▸ **Task description**
Copy out every line of the records where the string "before" occurs.

▸ **The input**
- Opening Delimiter -
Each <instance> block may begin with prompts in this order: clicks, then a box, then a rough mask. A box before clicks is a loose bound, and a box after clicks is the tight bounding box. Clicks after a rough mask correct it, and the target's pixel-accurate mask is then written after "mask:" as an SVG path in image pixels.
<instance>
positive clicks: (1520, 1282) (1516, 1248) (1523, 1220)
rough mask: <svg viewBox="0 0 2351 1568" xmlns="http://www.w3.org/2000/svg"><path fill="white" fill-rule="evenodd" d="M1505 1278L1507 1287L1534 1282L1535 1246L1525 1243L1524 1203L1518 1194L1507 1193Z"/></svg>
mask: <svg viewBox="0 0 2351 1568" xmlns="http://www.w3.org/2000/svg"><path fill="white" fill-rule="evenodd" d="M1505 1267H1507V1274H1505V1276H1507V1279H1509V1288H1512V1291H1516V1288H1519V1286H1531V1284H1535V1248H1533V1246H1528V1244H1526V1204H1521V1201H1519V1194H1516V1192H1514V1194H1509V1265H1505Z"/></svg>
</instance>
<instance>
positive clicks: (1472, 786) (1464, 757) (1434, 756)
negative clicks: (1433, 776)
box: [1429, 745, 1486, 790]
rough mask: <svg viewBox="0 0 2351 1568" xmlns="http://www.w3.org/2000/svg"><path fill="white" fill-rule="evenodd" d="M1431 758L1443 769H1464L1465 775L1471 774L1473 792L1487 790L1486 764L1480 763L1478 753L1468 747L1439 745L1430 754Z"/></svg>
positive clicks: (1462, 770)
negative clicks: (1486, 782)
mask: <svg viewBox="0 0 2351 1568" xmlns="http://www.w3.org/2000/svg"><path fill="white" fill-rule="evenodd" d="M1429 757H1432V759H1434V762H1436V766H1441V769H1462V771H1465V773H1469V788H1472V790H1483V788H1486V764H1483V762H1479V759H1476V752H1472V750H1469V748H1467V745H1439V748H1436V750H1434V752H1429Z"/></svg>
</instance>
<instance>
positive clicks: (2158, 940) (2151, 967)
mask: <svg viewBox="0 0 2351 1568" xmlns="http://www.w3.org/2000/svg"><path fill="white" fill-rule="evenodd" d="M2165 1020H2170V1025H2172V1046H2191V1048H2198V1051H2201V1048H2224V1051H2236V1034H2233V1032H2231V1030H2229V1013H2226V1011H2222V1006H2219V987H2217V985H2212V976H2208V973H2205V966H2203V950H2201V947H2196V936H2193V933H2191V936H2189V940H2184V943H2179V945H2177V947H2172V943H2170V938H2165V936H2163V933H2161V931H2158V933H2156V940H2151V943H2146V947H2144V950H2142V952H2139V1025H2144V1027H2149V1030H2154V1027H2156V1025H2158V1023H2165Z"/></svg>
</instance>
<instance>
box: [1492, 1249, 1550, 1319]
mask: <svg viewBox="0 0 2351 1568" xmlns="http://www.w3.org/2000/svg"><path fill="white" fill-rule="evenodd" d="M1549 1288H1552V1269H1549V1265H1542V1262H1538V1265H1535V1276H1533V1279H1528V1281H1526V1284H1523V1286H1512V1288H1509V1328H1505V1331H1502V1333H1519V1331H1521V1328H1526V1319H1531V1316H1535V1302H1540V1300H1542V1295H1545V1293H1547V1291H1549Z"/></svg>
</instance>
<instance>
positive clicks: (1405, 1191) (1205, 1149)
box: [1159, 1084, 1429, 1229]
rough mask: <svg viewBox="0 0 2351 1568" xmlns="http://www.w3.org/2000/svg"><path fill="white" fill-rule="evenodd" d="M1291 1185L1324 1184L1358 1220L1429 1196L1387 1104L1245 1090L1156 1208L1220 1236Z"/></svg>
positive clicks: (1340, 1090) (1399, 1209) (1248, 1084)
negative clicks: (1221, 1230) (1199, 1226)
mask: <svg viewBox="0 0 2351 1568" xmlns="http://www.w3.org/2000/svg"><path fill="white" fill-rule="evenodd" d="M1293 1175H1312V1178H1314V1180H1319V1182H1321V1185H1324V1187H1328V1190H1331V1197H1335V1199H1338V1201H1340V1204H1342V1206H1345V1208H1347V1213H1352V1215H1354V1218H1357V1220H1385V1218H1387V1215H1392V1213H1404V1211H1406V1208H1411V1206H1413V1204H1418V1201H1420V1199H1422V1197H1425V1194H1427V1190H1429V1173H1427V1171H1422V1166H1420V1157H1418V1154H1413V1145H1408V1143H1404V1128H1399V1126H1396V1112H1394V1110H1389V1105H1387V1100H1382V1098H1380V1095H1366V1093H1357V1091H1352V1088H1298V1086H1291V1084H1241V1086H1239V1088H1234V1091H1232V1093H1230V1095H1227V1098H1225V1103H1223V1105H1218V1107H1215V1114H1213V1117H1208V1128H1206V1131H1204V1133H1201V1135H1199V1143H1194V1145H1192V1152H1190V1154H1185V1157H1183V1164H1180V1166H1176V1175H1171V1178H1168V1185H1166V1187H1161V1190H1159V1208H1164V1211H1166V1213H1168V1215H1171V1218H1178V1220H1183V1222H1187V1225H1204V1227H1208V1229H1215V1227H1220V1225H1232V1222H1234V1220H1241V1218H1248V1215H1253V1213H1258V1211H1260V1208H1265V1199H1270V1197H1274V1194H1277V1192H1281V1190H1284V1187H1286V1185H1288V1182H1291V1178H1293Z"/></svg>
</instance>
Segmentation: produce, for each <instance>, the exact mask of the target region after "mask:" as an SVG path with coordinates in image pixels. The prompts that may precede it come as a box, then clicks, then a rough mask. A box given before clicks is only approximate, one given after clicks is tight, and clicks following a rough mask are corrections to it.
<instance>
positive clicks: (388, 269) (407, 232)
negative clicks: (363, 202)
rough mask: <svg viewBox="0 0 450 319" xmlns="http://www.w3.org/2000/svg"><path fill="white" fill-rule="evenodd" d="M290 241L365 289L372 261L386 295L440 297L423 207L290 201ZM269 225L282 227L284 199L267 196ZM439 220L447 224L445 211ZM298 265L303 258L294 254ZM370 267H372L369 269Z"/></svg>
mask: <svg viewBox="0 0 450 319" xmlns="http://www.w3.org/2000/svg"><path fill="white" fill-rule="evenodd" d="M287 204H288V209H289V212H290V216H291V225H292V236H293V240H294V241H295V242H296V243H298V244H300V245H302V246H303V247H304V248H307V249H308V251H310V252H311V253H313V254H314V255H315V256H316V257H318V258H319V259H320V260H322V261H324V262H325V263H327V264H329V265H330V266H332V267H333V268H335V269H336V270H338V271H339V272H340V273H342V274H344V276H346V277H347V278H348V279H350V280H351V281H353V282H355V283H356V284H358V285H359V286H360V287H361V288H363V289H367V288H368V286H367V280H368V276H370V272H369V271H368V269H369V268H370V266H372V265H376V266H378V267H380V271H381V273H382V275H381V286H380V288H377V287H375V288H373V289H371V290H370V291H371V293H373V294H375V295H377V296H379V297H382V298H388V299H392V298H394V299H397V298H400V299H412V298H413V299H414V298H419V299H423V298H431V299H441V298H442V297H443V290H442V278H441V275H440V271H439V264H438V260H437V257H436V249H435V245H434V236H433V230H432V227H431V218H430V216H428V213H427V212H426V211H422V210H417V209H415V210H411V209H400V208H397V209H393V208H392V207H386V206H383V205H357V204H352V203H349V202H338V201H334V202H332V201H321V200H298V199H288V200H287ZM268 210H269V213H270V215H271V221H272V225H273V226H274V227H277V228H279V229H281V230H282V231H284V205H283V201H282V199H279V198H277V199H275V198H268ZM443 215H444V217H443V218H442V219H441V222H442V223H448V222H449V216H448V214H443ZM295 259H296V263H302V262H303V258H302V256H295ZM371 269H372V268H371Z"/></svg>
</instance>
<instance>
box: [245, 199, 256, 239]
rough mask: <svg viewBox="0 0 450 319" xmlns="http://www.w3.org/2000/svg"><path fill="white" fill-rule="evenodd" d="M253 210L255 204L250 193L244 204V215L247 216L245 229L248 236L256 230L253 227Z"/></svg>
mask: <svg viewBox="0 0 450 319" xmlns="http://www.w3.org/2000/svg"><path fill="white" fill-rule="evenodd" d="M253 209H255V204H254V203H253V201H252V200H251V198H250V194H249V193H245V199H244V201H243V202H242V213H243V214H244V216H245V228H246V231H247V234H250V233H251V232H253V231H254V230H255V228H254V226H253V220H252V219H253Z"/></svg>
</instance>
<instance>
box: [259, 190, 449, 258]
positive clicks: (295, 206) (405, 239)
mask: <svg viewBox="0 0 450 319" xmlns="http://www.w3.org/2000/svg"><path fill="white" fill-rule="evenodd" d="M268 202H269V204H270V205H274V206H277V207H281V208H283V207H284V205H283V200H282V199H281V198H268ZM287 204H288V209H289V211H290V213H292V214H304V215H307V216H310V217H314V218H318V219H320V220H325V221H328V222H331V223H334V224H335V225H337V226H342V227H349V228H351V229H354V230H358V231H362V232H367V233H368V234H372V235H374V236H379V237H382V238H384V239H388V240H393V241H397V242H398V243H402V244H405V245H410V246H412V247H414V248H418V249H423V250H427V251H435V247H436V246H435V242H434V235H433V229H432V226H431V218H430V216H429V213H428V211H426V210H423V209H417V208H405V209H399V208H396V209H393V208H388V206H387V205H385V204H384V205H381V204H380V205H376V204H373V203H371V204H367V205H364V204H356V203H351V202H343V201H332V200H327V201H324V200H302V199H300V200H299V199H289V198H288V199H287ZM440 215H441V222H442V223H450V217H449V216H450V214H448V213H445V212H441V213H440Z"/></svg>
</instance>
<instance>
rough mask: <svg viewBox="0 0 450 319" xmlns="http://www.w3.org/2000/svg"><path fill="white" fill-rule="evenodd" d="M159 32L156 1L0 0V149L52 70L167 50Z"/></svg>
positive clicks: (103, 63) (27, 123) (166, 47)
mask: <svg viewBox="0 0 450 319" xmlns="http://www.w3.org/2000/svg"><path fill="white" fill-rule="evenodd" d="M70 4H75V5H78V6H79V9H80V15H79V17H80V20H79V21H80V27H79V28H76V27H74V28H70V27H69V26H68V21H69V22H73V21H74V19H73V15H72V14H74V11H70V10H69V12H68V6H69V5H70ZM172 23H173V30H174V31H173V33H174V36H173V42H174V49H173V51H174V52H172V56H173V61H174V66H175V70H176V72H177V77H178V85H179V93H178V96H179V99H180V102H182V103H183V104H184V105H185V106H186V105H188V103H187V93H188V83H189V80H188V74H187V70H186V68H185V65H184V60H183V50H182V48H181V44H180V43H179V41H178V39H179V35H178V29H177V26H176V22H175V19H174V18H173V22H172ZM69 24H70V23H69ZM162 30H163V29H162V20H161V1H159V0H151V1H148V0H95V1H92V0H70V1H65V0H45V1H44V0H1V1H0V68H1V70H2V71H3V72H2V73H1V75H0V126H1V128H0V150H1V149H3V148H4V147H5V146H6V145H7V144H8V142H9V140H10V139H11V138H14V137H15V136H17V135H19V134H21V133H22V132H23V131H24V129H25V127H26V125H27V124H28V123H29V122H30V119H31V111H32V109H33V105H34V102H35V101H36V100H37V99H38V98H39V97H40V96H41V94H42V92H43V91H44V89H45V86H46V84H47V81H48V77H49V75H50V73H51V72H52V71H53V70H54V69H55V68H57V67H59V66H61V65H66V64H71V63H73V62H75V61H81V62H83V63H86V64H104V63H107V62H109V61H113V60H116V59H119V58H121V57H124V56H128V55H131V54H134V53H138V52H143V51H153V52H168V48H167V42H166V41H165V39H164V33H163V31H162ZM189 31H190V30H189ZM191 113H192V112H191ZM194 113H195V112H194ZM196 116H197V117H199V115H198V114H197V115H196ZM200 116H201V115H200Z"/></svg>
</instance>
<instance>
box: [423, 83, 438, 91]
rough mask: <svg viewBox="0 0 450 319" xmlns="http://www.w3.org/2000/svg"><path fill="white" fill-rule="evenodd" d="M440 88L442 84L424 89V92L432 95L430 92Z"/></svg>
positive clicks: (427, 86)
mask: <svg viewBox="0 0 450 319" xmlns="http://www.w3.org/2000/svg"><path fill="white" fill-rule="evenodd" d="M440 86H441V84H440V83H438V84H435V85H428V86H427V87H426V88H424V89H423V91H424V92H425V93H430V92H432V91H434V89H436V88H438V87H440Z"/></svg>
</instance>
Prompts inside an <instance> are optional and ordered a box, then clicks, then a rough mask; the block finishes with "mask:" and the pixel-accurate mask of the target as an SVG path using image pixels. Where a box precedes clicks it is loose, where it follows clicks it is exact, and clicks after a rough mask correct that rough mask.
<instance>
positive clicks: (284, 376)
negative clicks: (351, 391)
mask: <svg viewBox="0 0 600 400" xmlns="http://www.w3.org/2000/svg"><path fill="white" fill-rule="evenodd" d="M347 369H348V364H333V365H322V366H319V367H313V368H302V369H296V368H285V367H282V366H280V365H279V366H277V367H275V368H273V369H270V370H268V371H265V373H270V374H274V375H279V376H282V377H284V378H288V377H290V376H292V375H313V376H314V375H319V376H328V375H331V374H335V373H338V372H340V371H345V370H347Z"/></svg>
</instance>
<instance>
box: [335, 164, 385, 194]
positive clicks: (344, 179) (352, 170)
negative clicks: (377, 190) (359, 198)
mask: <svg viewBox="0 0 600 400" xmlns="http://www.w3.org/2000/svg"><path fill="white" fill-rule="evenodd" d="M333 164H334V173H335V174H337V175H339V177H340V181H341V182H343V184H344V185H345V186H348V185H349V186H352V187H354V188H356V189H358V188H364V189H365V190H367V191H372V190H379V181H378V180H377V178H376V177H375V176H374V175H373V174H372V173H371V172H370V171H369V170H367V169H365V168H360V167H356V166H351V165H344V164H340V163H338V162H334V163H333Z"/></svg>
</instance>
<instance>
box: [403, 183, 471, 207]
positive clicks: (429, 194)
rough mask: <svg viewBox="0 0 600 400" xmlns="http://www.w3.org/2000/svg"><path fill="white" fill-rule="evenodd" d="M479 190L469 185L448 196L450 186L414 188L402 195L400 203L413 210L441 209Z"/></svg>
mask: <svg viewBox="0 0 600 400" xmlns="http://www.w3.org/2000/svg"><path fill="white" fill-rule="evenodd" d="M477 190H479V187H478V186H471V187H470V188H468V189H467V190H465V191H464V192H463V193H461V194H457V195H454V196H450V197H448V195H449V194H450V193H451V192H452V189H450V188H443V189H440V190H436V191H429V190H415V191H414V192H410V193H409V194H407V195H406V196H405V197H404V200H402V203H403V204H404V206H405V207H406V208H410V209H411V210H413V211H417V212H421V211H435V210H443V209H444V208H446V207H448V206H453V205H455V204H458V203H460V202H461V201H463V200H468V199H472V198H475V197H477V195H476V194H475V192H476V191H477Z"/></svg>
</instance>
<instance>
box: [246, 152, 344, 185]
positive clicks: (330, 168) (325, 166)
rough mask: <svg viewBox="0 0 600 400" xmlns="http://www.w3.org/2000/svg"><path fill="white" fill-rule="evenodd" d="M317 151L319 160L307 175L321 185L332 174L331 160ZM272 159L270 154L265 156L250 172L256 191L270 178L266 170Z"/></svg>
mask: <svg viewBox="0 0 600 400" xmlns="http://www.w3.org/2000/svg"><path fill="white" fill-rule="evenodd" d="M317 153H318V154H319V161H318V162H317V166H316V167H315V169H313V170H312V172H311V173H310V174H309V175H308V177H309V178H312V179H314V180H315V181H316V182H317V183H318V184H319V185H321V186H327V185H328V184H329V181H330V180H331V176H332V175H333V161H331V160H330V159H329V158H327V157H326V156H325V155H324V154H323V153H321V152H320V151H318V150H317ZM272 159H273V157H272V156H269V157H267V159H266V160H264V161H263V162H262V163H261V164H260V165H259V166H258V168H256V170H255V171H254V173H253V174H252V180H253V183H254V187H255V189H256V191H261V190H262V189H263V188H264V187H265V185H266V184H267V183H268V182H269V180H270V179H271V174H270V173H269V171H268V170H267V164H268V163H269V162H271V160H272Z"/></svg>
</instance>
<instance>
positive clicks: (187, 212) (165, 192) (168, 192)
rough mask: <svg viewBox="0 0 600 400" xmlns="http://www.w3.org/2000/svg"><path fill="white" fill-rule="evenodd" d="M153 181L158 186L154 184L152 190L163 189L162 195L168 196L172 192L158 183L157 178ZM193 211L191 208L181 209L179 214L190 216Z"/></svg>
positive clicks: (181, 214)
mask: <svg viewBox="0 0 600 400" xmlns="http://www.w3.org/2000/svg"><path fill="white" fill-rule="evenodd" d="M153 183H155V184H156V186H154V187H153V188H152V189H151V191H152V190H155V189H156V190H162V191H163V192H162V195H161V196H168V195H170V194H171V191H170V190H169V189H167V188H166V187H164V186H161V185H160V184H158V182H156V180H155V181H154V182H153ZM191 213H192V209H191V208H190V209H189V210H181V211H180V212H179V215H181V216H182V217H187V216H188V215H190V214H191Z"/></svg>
- Closing Delimiter -
▸ **Written response**
Each <instance> block may begin with prompts in this order: clicks, then a box, then a rough mask. A box before clicks is a loose bound, and a box after clicks is the tight bounding box. Clicks after a rough mask correct it, and the target's pixel-accurate mask is then written after "mask:" as an SVG path in image pixels.
Segmentation: produce, for each <instance>, the exact mask of the target region after "mask:" as an SVG path with coordinates in image pixels. The prompts that may precede it come as a box, then clicks, then a rough mask. A box given before clicks is only approximate, one given after clicks is tight, and clicks following a rough mask are corrections to it.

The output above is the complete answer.